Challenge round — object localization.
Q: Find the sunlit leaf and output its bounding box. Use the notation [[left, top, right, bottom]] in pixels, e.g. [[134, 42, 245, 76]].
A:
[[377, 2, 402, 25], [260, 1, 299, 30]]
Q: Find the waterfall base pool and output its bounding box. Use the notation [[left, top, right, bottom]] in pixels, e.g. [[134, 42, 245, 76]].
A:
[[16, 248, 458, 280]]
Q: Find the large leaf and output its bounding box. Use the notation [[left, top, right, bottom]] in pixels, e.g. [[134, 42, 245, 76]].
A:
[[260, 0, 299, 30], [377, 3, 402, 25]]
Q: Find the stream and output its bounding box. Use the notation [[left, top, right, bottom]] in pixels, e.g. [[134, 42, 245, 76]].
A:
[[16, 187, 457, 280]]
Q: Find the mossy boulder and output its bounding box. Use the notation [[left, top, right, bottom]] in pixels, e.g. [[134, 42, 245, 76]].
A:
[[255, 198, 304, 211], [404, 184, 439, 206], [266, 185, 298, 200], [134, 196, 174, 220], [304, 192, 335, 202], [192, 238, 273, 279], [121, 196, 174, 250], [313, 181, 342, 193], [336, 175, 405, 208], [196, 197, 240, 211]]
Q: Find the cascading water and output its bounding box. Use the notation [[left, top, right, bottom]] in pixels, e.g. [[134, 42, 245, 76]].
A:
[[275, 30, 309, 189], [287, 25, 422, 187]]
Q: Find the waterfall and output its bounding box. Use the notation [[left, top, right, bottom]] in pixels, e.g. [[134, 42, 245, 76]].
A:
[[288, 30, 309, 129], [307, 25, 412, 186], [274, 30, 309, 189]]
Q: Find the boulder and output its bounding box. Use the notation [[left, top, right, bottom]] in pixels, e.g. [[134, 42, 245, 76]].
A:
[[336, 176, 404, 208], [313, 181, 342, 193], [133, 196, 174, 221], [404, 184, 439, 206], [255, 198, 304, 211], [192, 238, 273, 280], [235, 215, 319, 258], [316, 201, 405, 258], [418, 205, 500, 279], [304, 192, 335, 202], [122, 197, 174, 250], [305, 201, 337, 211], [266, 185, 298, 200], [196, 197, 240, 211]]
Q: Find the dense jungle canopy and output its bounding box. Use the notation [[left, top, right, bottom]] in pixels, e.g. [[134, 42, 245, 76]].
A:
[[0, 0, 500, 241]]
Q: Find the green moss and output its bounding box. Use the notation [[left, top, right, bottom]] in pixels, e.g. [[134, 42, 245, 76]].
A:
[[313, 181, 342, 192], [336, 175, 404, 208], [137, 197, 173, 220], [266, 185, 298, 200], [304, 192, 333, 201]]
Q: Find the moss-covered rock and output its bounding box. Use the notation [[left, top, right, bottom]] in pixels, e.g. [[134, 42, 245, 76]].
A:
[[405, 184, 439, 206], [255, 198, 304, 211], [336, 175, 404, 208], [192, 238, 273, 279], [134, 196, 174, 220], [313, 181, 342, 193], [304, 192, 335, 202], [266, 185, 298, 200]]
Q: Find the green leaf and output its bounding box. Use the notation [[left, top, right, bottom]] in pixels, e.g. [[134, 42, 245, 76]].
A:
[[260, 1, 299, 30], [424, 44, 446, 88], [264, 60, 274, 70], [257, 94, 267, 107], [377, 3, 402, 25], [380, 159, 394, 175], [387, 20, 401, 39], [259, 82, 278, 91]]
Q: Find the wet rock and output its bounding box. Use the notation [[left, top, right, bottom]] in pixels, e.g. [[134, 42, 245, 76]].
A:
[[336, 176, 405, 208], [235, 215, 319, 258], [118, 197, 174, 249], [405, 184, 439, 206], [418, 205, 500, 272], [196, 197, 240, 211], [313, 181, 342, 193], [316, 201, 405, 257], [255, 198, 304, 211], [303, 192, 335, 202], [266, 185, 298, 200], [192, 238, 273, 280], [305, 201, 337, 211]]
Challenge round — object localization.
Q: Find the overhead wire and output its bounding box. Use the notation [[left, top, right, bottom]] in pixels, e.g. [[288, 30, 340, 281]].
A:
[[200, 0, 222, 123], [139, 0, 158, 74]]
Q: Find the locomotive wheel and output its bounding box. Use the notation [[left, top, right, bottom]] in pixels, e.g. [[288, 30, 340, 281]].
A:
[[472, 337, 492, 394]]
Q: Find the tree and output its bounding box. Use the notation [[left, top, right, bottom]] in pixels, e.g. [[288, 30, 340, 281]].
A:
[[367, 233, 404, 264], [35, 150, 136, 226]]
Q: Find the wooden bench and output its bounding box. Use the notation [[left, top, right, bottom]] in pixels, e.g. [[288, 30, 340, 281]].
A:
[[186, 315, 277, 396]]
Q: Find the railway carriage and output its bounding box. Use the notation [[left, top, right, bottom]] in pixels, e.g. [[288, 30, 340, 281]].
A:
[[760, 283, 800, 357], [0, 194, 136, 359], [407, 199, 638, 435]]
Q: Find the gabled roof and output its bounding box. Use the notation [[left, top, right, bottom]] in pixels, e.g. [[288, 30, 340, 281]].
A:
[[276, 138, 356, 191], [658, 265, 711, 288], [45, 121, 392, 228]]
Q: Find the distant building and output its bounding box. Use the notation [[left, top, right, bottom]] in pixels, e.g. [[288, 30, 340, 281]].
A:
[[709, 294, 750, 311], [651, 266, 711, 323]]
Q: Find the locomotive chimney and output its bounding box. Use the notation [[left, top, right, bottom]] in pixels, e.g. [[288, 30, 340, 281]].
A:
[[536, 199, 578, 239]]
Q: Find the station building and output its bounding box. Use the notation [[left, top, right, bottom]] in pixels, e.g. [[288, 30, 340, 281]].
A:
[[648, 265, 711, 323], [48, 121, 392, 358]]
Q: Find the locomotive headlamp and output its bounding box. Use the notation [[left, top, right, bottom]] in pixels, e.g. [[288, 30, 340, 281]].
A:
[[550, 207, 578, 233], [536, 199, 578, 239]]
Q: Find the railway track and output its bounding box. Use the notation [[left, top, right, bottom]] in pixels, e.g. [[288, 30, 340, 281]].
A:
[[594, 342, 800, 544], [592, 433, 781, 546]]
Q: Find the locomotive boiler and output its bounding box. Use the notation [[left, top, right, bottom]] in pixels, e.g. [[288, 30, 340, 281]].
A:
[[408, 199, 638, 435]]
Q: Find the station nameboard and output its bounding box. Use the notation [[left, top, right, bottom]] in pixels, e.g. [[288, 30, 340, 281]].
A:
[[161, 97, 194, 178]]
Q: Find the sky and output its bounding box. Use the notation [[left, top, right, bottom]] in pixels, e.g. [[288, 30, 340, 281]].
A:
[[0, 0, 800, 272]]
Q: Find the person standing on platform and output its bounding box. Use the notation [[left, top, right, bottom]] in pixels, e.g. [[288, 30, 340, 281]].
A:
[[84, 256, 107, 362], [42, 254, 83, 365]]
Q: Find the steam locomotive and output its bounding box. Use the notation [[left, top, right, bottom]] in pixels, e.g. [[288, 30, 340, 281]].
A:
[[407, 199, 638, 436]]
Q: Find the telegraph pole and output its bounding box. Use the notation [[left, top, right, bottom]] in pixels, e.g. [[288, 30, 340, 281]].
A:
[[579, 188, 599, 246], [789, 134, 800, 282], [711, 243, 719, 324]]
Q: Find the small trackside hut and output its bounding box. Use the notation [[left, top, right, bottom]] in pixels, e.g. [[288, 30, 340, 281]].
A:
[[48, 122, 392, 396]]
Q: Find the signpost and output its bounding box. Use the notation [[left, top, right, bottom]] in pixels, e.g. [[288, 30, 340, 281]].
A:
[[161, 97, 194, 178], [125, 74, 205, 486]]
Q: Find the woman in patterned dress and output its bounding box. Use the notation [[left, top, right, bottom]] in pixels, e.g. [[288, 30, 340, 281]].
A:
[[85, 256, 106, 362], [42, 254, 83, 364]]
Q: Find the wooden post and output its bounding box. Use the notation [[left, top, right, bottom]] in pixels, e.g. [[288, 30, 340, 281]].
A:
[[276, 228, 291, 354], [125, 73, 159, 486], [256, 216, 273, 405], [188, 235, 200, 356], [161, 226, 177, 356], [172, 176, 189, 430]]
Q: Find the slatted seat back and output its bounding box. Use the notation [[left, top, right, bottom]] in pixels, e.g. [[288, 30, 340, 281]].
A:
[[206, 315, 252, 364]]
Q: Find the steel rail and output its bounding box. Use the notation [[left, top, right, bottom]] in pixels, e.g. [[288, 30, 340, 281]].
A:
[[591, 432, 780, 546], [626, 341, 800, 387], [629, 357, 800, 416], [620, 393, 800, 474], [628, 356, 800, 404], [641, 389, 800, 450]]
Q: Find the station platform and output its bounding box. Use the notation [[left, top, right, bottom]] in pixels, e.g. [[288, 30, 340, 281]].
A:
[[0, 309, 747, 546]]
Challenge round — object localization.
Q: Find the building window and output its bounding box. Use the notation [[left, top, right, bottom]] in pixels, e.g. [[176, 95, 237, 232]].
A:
---
▶ [WORK TO BE COMPLETED]: Reproduce, word for word, everything from the first line of the material down to and including the line that contains "[[377, 2, 402, 25], [260, 1, 299, 30]]".

▶ [FULL ANSWER]:
Challenge round — object localization.
Q: Find the sunlit leaf and output its bounding box. Use the notation [[left, top, right, bottom]] in pixels, e.g. [[134, 42, 245, 76]].
A:
[[377, 2, 402, 25], [260, 1, 299, 30]]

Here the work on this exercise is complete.